> [Required task]: Copy these entries line for line, without changing anything.

:: Provided data

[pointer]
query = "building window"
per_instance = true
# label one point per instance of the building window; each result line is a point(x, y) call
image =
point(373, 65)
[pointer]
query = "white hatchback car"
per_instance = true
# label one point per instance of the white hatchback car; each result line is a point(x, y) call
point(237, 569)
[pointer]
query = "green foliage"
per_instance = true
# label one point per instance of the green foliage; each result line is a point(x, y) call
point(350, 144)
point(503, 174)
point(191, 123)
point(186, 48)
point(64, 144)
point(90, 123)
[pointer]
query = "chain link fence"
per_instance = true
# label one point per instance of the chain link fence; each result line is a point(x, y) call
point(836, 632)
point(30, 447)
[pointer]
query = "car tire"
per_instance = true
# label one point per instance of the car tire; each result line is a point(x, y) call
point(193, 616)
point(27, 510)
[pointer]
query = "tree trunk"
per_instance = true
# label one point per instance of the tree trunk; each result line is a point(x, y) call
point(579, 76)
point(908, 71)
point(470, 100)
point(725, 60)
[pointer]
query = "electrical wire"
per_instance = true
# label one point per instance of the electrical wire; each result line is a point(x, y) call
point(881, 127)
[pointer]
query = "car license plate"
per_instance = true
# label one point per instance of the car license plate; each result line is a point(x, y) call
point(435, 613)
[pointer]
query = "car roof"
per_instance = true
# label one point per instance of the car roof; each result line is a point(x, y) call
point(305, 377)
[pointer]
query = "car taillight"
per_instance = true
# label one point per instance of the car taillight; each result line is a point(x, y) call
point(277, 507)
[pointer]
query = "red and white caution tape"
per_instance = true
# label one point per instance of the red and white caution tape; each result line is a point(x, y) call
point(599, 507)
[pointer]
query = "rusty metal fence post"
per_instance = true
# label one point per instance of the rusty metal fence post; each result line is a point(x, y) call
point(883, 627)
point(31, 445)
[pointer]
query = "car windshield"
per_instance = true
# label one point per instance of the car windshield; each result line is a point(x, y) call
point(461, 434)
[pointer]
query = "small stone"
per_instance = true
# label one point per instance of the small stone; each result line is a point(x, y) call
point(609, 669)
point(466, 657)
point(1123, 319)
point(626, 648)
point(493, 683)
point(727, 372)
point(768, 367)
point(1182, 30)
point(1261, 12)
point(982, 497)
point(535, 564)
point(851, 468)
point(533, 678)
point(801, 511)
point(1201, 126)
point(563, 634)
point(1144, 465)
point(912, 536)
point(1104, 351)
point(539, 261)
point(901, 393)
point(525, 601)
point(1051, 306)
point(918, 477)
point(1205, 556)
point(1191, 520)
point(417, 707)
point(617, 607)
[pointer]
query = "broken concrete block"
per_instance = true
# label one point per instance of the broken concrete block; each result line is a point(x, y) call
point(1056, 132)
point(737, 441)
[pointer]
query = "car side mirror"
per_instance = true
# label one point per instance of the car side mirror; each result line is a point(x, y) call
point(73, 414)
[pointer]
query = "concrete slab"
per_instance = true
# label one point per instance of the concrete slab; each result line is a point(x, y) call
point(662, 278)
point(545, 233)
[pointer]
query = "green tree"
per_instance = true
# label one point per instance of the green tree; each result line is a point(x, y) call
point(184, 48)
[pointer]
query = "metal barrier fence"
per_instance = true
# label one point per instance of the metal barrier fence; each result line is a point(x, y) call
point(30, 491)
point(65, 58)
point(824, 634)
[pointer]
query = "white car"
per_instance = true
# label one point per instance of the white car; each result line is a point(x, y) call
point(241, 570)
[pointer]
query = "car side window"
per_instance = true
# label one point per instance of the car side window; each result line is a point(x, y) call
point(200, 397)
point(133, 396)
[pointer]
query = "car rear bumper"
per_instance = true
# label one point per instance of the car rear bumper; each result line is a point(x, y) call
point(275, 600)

::::

> [Solution for this task]:
[pointer]
query = "building window"
per_instance = true
# label one point per instance of the building window; each result line is a point(x, y) call
image =
point(373, 65)
[pointer]
query = "white hatchback car"
per_instance = true
# label one point per instance of the white hatchback car; each result line is a point(x, y) call
point(237, 569)
[pointer]
query = "green foliage"
per_instance = true
# label one point per instance of the green foliage; each result line is a point(x, y) call
point(350, 144)
point(503, 174)
point(191, 123)
point(186, 48)
point(64, 144)
point(90, 123)
[pointer]
query = "chain link fence"
per_instance = true
# label one point per instance of the chain link fence; each result line is a point(x, y) call
point(836, 632)
point(30, 447)
[pointer]
query = "car tire"
per_instance = true
# label one point per instance of the car tire; each result line is a point(x, y) call
point(193, 616)
point(27, 510)
[pointer]
query = "tree trunk"
per_instance = true
# label one point per instance of the tree trunk; each result line is a point(x, y) call
point(579, 76)
point(908, 71)
point(470, 100)
point(725, 60)
[pointer]
query = "electrical wire"
per_instance = true
# label one point per instance of the electrical wire; each result line is a point(x, y) call
point(881, 127)
[pointer]
query = "car license plate"
per_instance = true
# label one point per instance of the car license plate; each result line is a point(x, y) call
point(435, 613)
[pointer]
query = "car roof"
per_instance = true
# label one point per instance of the car roof; each result line is a point(x, y) call
point(305, 377)
[pointer]
query = "car taillight"
per_instance = true
# label one point per instance of the car taillight; each result line is a point(x, y) call
point(277, 507)
[pointer]
query = "red and white caution tape"
per_instance = true
# label one point per instance of the red and white caution tape; each result line is a point(x, y) call
point(599, 507)
[pointer]
query = "rusty metal fence post"
per_instance = true
# label one point per instance of the rusty metal fence post; each result line is a point(x, y) call
point(883, 627)
point(31, 445)
[pointer]
query = "car windshield"
per_instance = true
# label one point per instance of the car windshield; each result line is a point(x, y) call
point(461, 434)
[pointer]
query = "small stone"
per_instance = true
# label one point per instance of the small stone; each result line is a point(x, y) call
point(609, 669)
point(466, 657)
point(1123, 319)
point(626, 648)
point(493, 683)
point(727, 372)
point(768, 367)
point(1182, 30)
point(1261, 12)
point(982, 497)
point(535, 564)
point(851, 468)
point(533, 678)
point(801, 511)
point(1201, 126)
point(563, 634)
point(1144, 465)
point(912, 536)
point(1104, 351)
point(539, 261)
point(901, 393)
point(525, 601)
point(1051, 306)
point(918, 477)
point(1205, 556)
point(1191, 520)
point(417, 707)
point(617, 607)
[pointer]
query = "broken concrete block"
per_instance = true
# label one point per instance of the broken concrete block; each result line is a point(x, y) call
point(1056, 132)
point(737, 441)
[pointer]
query = "car side mirror"
per_instance = true
# label one point per instance of the car side mirror; each result line is a point(x, y) call
point(73, 414)
[pointer]
query = "concrete slab"
per_instance = true
# label one point per instance of the concrete slab; each result line is a point(x, y) call
point(662, 278)
point(545, 233)
[pointer]
query = "green tree"
per_instance = true
# label one point per instance of the green tree; each result line is a point(x, y) call
point(184, 48)
[pointer]
query = "metal barrier fence"
per_instance = true
# label one point per instance of the metal barrier fence; each result line is a point(x, y) call
point(30, 491)
point(65, 58)
point(824, 634)
[pointer]
query = "white car"
per_instance = true
# label one point per instance of the white car; each result line is a point(x, y) call
point(241, 570)
[pointer]
query = "car side window"
per_instance = true
# label one point per instance of the car side window; each result line is a point(x, y) call
point(200, 397)
point(133, 396)
[pointer]
query = "car rear bumper"
per_instance = true
# label one point per instance of the car rear bumper; each result line is a point(x, y) call
point(275, 600)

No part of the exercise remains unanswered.